=== SUPPLIED INFORMATION ===

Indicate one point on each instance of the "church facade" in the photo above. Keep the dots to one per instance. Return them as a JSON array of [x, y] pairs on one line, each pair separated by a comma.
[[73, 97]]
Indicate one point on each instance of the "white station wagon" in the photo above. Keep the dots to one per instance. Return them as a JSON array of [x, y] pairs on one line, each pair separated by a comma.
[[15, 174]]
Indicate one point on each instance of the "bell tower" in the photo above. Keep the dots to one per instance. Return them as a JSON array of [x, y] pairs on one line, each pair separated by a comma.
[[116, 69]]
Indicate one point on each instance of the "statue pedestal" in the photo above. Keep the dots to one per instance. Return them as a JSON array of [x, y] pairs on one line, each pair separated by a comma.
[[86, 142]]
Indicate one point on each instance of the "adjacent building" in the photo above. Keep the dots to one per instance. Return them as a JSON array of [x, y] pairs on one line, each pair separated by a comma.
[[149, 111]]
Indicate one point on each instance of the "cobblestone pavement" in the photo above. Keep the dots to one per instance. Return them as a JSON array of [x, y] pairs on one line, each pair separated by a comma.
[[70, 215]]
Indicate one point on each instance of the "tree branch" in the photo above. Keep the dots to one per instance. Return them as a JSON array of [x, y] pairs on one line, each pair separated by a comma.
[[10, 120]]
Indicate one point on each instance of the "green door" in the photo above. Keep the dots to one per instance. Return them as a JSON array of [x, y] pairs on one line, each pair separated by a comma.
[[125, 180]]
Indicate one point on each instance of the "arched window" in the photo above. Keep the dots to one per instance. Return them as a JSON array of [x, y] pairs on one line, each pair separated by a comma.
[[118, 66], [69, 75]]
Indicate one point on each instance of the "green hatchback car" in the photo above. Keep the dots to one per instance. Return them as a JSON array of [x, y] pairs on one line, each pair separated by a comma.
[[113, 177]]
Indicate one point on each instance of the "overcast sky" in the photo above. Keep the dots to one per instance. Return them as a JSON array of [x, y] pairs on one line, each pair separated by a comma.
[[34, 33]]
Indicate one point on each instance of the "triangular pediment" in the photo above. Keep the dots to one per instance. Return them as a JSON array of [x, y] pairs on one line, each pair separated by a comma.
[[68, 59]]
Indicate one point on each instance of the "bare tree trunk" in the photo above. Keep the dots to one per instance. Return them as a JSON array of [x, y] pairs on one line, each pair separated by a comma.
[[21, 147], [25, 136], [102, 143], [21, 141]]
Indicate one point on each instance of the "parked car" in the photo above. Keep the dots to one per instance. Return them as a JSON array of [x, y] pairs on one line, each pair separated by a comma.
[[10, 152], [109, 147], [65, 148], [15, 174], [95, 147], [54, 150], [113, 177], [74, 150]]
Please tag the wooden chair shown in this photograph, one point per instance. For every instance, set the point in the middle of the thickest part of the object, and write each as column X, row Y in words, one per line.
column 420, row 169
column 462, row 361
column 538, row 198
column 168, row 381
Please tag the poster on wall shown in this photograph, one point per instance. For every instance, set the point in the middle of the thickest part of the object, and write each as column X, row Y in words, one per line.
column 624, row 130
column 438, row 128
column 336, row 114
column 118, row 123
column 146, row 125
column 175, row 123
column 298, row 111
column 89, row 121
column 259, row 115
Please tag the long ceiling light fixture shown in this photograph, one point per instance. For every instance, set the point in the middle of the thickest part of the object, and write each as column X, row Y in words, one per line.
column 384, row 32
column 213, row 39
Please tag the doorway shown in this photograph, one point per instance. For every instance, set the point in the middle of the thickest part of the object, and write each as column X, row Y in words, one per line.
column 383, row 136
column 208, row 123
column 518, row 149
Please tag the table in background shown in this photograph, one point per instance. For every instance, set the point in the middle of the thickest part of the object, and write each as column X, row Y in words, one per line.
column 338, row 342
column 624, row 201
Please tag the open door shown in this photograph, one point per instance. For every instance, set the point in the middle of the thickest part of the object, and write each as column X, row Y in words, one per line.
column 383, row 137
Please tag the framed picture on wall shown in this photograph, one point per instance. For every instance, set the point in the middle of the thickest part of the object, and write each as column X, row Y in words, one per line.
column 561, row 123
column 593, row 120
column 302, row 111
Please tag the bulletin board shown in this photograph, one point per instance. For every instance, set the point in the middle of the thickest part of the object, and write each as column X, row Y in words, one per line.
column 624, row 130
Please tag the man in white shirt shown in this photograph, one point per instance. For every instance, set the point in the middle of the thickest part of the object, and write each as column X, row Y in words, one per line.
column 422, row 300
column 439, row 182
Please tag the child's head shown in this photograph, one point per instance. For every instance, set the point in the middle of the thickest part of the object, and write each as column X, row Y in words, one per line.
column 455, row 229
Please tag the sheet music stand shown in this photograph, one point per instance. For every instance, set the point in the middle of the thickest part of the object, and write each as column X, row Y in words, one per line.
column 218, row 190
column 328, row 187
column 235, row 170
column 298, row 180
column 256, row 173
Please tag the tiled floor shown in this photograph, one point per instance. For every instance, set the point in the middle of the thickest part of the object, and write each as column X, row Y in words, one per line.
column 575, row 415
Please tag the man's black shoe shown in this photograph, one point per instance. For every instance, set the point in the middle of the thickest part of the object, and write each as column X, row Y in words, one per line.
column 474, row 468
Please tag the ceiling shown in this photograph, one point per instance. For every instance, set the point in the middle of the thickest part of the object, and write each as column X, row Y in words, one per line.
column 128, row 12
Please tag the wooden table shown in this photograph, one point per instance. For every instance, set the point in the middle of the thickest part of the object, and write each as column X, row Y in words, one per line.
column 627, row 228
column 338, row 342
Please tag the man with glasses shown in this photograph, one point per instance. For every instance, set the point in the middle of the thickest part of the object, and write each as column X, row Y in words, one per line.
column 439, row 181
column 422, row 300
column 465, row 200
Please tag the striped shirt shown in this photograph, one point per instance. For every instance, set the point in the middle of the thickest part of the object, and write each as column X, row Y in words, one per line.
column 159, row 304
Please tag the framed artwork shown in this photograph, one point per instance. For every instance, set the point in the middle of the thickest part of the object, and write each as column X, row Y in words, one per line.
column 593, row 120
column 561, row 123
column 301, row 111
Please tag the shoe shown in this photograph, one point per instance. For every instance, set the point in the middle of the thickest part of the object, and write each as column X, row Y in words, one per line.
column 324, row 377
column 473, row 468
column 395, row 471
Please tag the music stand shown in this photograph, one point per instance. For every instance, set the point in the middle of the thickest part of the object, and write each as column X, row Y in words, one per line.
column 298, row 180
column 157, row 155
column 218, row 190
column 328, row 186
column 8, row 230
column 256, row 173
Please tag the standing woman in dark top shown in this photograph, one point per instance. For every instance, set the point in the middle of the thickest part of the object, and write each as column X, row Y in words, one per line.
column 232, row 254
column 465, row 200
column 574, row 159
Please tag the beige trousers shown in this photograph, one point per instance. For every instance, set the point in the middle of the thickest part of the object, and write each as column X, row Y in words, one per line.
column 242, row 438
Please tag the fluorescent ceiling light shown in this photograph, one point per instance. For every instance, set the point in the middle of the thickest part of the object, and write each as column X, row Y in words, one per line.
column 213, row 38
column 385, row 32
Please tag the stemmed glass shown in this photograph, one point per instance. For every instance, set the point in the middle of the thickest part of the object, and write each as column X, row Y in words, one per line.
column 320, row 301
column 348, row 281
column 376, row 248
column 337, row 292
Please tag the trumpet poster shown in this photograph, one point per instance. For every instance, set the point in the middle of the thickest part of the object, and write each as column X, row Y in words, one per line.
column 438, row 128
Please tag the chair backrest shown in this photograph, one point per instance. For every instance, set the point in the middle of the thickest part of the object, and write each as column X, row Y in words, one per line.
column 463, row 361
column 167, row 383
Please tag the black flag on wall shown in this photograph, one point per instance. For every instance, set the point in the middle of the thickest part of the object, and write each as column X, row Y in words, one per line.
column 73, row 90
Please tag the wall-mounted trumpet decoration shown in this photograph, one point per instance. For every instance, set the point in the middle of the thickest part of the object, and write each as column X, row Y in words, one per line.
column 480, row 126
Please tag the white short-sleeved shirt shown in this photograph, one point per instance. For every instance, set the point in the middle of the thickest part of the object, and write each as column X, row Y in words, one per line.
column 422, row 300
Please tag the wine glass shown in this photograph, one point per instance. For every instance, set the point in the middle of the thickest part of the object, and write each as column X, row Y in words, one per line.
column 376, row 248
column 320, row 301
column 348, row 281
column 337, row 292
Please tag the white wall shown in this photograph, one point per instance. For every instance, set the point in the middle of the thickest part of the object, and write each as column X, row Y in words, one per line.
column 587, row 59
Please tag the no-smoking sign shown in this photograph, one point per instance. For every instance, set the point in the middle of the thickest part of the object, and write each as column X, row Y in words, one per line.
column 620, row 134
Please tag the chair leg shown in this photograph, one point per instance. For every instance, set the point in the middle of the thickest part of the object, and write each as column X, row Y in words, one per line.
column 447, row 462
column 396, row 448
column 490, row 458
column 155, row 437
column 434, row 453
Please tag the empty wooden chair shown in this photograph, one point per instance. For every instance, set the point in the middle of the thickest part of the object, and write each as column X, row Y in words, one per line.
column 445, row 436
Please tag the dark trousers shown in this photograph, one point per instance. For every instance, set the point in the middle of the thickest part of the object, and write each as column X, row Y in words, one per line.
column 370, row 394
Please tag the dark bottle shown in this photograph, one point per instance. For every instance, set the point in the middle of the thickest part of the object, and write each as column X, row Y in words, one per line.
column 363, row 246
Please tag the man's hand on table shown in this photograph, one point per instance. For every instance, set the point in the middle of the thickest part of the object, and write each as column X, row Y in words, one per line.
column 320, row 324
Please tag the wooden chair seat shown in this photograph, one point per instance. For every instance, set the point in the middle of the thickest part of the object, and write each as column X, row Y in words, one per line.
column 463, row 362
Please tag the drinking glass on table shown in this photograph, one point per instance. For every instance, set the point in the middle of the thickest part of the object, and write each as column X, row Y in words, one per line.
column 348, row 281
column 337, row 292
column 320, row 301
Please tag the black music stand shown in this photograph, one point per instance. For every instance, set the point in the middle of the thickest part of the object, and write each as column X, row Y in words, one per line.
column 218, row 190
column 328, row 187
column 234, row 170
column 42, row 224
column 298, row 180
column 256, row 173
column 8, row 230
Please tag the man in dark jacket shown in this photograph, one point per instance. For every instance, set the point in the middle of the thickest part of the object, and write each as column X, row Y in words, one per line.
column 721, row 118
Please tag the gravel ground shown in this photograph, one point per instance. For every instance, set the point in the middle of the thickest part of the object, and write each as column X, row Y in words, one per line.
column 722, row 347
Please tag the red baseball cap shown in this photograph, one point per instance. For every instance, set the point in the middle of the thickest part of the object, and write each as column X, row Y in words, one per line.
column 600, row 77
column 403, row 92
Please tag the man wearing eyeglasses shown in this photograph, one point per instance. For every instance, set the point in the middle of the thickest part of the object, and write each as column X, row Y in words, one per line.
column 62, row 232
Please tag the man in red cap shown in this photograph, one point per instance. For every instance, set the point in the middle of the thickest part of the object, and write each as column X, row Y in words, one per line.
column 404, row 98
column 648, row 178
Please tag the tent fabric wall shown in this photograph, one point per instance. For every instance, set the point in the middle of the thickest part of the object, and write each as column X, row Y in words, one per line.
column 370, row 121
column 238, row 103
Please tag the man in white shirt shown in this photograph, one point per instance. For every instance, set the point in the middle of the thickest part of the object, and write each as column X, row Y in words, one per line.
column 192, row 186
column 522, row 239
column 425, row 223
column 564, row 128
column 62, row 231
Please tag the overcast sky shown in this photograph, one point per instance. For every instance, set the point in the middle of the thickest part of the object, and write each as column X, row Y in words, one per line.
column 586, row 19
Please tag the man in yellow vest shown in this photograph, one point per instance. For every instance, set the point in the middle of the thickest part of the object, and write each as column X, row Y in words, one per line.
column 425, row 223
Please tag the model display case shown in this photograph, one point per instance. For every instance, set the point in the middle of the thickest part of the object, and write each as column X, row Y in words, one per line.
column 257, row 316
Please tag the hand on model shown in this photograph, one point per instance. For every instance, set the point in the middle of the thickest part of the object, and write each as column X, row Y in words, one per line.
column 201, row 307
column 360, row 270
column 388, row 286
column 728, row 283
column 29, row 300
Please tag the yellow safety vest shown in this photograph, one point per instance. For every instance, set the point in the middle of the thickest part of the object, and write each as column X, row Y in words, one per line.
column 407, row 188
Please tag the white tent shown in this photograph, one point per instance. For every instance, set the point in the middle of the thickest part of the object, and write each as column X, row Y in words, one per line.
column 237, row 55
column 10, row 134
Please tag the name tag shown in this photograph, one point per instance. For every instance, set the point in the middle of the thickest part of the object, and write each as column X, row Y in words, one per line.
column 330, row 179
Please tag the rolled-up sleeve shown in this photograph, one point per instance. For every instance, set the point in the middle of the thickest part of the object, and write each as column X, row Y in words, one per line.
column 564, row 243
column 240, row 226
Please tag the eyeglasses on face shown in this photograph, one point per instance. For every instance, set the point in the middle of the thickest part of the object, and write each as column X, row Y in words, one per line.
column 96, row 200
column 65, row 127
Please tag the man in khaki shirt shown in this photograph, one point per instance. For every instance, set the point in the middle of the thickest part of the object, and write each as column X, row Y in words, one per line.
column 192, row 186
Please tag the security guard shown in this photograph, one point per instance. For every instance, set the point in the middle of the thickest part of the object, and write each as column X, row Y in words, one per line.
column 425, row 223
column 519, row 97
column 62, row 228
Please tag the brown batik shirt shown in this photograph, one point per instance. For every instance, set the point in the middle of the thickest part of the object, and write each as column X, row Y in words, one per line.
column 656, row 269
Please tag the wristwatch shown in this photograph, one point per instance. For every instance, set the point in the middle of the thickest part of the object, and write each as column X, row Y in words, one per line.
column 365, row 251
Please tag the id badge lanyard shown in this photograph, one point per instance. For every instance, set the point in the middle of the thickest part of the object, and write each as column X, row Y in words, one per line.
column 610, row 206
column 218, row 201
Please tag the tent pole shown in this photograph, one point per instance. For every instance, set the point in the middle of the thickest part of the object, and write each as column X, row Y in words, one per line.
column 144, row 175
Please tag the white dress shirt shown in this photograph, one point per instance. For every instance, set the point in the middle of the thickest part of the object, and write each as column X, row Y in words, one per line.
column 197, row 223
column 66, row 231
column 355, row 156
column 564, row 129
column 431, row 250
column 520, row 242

===

Only the lines from the one containing "Please tag the brown" through the end of the data above are wanted, both ends included; restate them word for word.

**ANSWER SPACE**
Please tag the brown batik shirt shown in this photograph, one point per instance. For every instance, set the point in the middle of the thickest part of the object, and write each as column X, row Y in words, one per line.
column 656, row 269
Please tag the wristwatch shown in this photograph, one point per instance. For every instance, set the point in the middle of the thickest part of the object, and write each as column X, row Y in words, one per line.
column 365, row 251
Please tag the id badge lanyard shown in this photograph, one point per instance. For every instance, set the point in the middle of the thickest part of the object, and write each as column X, row Y in words, one per line.
column 610, row 206
column 218, row 201
Please tag the tent pole shown in this photograph, one point per instance. For every instance, set the point in the middle of the thickest part of the object, and write each as column X, row Y in words, one per line.
column 144, row 175
Please tag the white dress shirt shown in this photograph, one point per instance. For every instance, set the point in the middle of the thickest part of the object, and write each as column X, row Y in words, one per line.
column 197, row 223
column 66, row 231
column 355, row 156
column 564, row 129
column 431, row 250
column 520, row 242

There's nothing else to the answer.